L’internet favorise cette pandémie de l’économie « low cost » qui affecte tous les compartiments de nos activités. Une mutation qui s’inscrit dans les changements en profondeur et durables de l’économie mondiale : le développement de l’économie immatérielle et ses objets numériques. Avec l’entrée dans l’économie de la connaissance et des biens numériques, nous sommes à l’orée d’un grand cycle économique prédit par l’économiste russe Kondratieff. Il se traduit, non comme un nouveau cycle de croissance traditionnel qui renouvellerait le miracle des « trente glorieuses » mais plutôt comme un cycle d’économie de moyens. Nos systèmes ne vont pas continuer à croître ou se relancer vigoureusement, en dehors de situations locales spécifiques. Ils vont s’optimiser, globalement. Pour le profane, l’idée est simple. Nous cessons d’utiliser des voitures gloutonnes tout en continuant d’améliorer leurs performances et leurs conforts. Inscrit dans un cycle du développement durable, nos économies vont faire en sorte d’utiliser mieux les ressources existantes. On parlera d’améliorer les performances des modèles, des écosystèmes existants ou de les modifier pour qu’ils consomment moins de ressources. Quels qu’ils soient. Pour cela, nous devrons mobiliser beaucoup de connaissances, les échanger intensément, les troquer, les vendre, les négocier en limitant les abus. Mais il nous faudra aussi avoir des idées, beaucoup d’idées, de la jeunesse, de la folie, un peu, et de l’audace, beaucoup.

Lignes de données
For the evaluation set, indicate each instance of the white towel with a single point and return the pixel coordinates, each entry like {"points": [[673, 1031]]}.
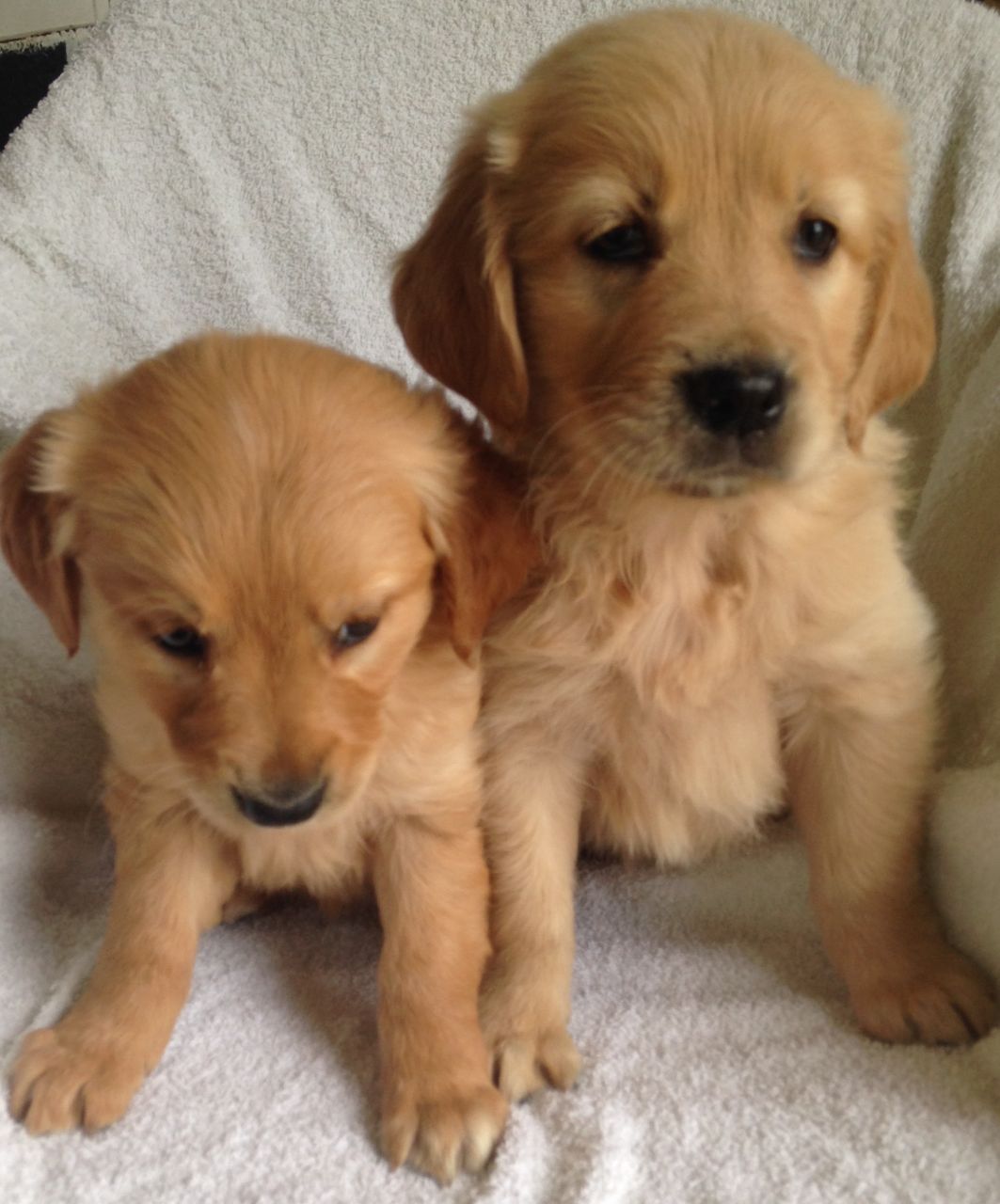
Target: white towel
{"points": [[257, 166]]}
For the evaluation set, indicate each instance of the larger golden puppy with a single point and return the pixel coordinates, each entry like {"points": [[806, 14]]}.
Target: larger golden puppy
{"points": [[278, 553], [674, 270]]}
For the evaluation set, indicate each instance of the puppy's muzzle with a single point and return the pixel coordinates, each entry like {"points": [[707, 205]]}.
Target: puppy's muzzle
{"points": [[735, 399], [282, 803]]}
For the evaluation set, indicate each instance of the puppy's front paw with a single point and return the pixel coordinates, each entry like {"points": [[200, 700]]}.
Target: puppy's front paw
{"points": [[524, 1062], [524, 1030], [943, 998], [63, 1079], [440, 1131]]}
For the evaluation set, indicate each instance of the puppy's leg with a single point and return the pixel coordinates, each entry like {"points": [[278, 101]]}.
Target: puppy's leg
{"points": [[171, 880], [858, 764], [532, 819], [438, 1106]]}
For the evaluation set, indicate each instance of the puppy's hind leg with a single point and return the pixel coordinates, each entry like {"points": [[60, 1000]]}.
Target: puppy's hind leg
{"points": [[532, 820], [171, 880], [857, 764]]}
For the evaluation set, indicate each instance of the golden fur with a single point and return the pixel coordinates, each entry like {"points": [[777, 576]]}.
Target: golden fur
{"points": [[721, 622], [262, 493]]}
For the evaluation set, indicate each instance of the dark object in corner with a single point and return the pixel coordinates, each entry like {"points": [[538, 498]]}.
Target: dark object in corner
{"points": [[24, 80]]}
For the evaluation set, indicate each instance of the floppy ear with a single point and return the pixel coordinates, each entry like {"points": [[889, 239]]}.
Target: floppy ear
{"points": [[453, 292], [899, 344], [29, 520], [485, 549]]}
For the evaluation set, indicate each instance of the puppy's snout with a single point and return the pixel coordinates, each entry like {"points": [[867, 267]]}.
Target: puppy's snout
{"points": [[282, 803], [735, 399]]}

CONSIGNE. D'après l'extrait sur l'économie « low cost », quel économiste a prédit le grand cycle économique à l'orée duquel nous serions ?

RÉPONSE. L'économiste russe Kondratieff.